— BEGIN Selected excerpt —

Hierarchical Metadata-Aware Document Categorization under Weak Supervision (WSDM'21)

Overview

Hierarchical Metadata-Aware Document Categorization under Weak Supervision

This project provides a weakly supervised framework for hierarchical metadata-aware document categorization.

Links

Installation

For training, a GPU is strongly recommended.

Keras

The code is based on Keras. You can find installation instructions here.

Dependency

The code is written in Python 3.6. The dependencies are summarized in the file requirements.txt. You can install them like this:

pip3 install -r requirements.txt

Quick Start

To reproduce the results in our paper, you need to first download the datasets. Three datasets are used in our paper: GitHub, ArXiv, and Amazon. Once you unzip the downloaded file (i.e., data.zip), you can see three folders related to these three datasets, respectively.

Dataset #Documents #Layers #Classes (including ROOT) #Leaves Sample Classes
GitHub 1,596 2 18 14 Computer Vision (Layer-1), Image Generation (Layer-2)
ArXiv 26,400 2 94 88 cs (Layer-1), cs.AI (Layer-2)
Amazon 147,000 2 166 147 Automotive (Layer-1), Car Care (Layer-2)

You need to put these 3 folders under the main folder ./. Then the following running script can be used to run the model.

./test.sh

Level-1/Level-2/Overall Micro-F1/Macro-F1 scores will be shown in the last several lines of the output. The classification result can be found under your dataset folder. For example, if you are using the GitHub dataset, the output will be ./github/out.txt.

Data

In each of the three folders (i.e., github/, arxiv/, and amazon/), there is a json file, where each line represents one document with text and metadata information.

— END Selected excerpt —

Tasks and exercises:
1. Answer from the README:
(a) Which version of Python is the code written in?
(b) How many documents are in the ArXiv dataset?
(c) When the GitHub dataset is used, where is the output saved?
2. Transcribe the passage of the README that opens with the words "The code is written" and closes with "Image Generation (Layer-2)".
Work only from the README.

— BEGIN Entries —

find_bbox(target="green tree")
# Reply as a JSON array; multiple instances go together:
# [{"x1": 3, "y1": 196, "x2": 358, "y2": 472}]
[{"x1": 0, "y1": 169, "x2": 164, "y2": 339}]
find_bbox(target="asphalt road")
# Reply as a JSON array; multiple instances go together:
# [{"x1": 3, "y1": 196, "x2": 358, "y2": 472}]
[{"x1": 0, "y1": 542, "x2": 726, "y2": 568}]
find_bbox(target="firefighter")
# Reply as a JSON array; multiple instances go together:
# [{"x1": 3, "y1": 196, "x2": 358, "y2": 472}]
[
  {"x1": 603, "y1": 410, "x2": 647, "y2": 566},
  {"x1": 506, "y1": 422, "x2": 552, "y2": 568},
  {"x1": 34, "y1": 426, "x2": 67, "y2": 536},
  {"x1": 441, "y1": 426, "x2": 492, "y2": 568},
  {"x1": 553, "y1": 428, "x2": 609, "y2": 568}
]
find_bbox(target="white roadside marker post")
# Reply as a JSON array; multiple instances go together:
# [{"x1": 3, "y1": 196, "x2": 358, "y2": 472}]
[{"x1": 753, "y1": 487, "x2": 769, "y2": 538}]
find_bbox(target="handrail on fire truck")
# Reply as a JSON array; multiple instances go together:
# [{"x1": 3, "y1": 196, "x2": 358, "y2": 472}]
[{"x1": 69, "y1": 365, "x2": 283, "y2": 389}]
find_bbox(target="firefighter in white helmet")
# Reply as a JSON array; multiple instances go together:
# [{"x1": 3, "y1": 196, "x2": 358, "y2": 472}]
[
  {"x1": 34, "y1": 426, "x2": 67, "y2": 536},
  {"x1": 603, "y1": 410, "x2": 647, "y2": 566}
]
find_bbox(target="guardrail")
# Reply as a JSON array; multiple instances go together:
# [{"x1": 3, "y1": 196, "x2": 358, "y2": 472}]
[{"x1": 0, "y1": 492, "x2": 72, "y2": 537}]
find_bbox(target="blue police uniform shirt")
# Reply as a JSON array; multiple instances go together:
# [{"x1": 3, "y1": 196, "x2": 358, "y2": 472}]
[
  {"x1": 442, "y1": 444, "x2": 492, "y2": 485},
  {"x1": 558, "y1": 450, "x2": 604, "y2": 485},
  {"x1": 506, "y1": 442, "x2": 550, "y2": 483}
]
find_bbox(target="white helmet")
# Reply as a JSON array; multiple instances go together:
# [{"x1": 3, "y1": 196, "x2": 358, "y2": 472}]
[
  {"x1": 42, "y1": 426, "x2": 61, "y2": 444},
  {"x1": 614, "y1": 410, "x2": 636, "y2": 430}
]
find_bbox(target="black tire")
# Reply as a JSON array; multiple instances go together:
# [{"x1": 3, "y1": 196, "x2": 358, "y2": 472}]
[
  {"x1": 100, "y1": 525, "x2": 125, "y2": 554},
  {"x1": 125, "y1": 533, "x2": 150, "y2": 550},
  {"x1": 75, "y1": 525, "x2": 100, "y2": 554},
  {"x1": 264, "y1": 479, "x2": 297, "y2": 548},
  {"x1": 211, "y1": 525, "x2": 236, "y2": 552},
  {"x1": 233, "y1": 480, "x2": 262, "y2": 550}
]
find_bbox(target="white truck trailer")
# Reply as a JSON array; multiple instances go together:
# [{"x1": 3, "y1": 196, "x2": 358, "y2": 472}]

— END Entries —

Answer set:
1.
(a) Python 3.6
(b) 26,400
(c) ./github/out.txt

2.
The code is written in Python 3.6. The dependencies are summarized in the file requirements.txt. You can install them like this:

pip3 install -r requirements.txt

Quick Start

To reproduce the results in our paper, you need to first download the datasets. Three datasets are used in our paper: GitHub, ArXiv, and Amazon. Once you unzip the downloaded file (i.e., data.zip), you can see three folders related to these three datasets, respectively.

Dataset #Documents #Layers #Classes (including ROOT) #Leaves Sample Classes
GitHub 1,596 2 18 14 Computer Vision (Layer-1), Image Generation (Layer-2)